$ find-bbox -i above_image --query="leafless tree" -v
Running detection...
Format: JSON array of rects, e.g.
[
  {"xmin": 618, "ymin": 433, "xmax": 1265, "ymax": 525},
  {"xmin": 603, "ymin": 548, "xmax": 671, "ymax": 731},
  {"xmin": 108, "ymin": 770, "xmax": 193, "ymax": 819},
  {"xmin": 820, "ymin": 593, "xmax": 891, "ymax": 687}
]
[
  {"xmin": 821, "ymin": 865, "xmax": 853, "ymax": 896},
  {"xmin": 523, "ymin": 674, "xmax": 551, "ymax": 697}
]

=== GIVEN PROBLEM ===
Reproduce every entry above verbatim, line for line, with no changes.

=== OUTPUT OF THE EXERCISE ===
$ find-bbox -i above_image --query="leafless tree" -v
Running detection...
Format: JSON array of rects, e.g.
[
  {"xmin": 618, "ymin": 433, "xmax": 1265, "ymax": 525},
  {"xmin": 603, "ymin": 548, "xmax": 671, "ymax": 731},
  {"xmin": 108, "ymin": 770, "xmax": 193, "ymax": 819},
  {"xmin": 820, "ymin": 593, "xmax": 891, "ymax": 687}
]
[
  {"xmin": 821, "ymin": 865, "xmax": 853, "ymax": 896},
  {"xmin": 523, "ymin": 674, "xmax": 551, "ymax": 697}
]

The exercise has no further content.